** Start Data in this exercise **

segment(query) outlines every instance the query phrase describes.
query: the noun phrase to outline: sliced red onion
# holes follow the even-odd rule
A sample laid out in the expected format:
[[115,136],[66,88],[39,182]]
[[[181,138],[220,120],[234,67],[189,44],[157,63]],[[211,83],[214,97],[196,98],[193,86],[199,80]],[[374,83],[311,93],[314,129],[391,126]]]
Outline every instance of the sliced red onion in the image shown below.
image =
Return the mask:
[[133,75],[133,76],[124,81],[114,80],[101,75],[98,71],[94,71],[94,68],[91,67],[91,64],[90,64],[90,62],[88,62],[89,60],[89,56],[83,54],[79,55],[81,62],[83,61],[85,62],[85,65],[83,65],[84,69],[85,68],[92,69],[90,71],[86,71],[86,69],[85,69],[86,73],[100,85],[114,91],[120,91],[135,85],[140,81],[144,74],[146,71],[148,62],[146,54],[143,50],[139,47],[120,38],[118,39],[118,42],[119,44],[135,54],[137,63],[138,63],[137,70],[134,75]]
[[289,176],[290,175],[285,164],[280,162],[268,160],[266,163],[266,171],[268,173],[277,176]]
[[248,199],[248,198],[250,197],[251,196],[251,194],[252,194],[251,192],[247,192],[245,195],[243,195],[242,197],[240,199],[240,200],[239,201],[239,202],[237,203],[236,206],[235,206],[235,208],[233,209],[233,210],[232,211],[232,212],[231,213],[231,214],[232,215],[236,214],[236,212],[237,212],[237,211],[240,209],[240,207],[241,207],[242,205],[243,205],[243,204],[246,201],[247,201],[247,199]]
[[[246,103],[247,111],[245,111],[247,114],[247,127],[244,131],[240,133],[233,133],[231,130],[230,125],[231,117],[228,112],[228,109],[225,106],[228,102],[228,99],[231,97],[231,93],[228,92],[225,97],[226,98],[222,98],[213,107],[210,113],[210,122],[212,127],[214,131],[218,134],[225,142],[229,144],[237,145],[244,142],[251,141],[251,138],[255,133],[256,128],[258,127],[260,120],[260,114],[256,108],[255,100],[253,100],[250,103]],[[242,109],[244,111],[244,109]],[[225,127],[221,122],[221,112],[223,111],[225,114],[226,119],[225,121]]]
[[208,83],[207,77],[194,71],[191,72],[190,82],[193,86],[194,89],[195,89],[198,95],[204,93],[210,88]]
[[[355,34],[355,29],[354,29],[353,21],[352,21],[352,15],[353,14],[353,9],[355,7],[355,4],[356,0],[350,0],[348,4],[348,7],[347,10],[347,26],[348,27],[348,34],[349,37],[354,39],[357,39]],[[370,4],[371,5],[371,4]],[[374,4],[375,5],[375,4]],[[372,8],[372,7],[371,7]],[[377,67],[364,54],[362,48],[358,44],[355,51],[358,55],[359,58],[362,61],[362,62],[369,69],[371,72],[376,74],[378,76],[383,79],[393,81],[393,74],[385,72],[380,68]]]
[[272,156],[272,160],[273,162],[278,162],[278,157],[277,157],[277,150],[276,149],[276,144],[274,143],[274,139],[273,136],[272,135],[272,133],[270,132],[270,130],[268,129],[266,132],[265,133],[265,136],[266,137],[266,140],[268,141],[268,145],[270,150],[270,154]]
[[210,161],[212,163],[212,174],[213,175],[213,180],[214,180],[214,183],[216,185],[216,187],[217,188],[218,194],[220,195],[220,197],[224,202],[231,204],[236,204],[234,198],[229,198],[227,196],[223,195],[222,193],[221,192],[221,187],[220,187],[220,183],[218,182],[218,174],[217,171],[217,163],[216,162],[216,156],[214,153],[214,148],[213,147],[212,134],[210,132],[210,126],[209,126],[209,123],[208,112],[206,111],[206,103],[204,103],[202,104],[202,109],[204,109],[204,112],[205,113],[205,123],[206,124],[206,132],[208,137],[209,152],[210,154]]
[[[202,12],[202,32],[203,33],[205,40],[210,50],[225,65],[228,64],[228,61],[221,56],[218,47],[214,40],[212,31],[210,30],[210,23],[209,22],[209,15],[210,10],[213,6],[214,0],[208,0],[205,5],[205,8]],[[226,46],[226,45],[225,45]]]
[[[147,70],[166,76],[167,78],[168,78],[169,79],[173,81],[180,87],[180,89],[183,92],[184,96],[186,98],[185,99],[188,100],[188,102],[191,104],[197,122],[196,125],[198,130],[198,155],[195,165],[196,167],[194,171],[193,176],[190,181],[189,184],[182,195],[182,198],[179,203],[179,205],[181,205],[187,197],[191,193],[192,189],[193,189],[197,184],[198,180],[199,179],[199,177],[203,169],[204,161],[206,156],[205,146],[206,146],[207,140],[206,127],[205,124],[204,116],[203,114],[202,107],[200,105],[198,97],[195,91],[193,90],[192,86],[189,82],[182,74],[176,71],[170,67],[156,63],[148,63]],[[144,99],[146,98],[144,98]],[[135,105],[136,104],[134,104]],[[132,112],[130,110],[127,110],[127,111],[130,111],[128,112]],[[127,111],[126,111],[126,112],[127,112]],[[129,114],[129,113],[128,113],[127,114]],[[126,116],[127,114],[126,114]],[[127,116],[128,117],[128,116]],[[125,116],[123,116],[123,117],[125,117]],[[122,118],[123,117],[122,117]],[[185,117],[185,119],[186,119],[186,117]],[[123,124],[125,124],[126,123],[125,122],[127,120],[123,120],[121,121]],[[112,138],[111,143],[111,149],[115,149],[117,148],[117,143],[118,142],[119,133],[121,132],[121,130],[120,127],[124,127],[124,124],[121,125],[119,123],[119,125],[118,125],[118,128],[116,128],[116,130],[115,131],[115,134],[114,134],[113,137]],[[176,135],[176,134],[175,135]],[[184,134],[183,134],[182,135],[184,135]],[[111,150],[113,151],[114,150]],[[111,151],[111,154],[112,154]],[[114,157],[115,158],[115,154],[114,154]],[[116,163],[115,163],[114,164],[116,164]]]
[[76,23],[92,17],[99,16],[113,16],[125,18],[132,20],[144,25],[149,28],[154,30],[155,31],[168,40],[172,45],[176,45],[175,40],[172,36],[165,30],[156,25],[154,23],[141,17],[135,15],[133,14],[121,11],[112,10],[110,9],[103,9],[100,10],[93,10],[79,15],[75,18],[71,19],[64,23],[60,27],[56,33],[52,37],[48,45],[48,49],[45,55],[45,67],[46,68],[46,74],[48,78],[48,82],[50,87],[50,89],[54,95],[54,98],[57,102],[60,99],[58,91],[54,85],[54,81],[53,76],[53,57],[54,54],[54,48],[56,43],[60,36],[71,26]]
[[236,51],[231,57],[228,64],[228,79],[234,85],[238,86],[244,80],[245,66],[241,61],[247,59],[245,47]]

** End Data in this exercise **

To do
Find every line in the records above that contains the word "query", matching case exactly, and copy each of those lines in full.

Task response
segment(query) outlines every instance the query phrase describes.
query: the noun phrase to outline: sliced red onion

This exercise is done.